=== TEXTO PROPORCIONADO ===
Un católico que, por la gracia, se ha sacudido del letargo consecuencia del pecado original, no tiene dificultad en comprender las palabras de Pablo: «Estad alegres, os lo repito: estad alegres» (Fil 4); porque aunque vive en un valle de lágrimas, el cristiano sabe que es redimido por la sangre de Cristo y que, si colabora con su gracia, puede esperar alcanzar la unión eterna con Dios. Por eso Francisco de Asís caminaba cantando por las colinas de Umbría. A pesar de las tragedias que son la trama de nuestra vida terrenal, la creación de Dios es rica en valor. La verdad, la belleza y la bondad derraman rayos luminosos sobre este mundo de pecado a pesar de la amenazadora oscuridad del cielo. En este contexto, las palabras de Pablo que nos llaman a la gratitud (Col 4) adquieren todo su significado. Ya sea alegre o llorando, el tema constante del cristiano es la gratitud.

Entradas de datos almacenadas

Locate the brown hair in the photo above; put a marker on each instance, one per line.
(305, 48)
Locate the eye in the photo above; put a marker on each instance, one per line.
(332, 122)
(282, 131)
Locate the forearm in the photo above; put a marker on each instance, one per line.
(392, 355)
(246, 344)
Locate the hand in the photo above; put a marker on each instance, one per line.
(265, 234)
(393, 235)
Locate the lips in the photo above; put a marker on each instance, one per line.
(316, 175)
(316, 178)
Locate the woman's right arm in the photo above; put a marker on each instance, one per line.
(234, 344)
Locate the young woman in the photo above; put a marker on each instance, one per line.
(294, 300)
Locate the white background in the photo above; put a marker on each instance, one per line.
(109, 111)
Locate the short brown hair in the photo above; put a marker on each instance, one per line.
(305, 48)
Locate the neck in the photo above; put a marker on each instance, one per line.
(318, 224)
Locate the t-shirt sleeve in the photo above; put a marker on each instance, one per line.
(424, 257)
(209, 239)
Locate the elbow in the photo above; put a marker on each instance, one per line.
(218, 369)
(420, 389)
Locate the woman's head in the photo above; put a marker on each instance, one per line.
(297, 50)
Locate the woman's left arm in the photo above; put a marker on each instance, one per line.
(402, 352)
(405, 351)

=== ACCIONES A REALIZAR ===
1. Según el texto sobre la gratitud cristiana, ¿por dónde caminaba cantando Francisco de Asís?
2. Extrae, por favor, del texto sobre la gratitud cristiana el fragmento que empieza en las palabras "Un católico que, por" y termina después de "es la gratitud.".
Responde basándote solo en el texto sobre la gratitud cristiana.

=== SOLUCIONES ===
1. Por las colinas de Umbría.

2.
Un católico que, por la gracia, se ha sacudido del letargo consecuencia del pecado original, no tiene dificultad en comprender las palabras de Pablo: «Estad alegres, os lo repito: estad alegres» (Fil 4); porque aunque vive en un valle de lágrimas, el cristiano sabe que es redimido por la sangre de Cristo y que, si colabora con su gracia, puede esperar alcanzar la unión eterna con Dios. Por eso Francisco de Asís caminaba cantando por las colinas de Umbría. A pesar de las tragedias que son la trama de nuestra vida terrenal, la creación de Dios es rica en valor. La verdad, la belleza y la bondad derraman rayos luminosos sobre este mundo de pecado a pesar de la amenazadora oscuridad del cielo. En este contexto, las palabras de Pablo que nos llaman a la gratitud (Col 4) adquieren todo su significado. Ya sea alegre o llorando, el tema constante del cristiano es la gratitud.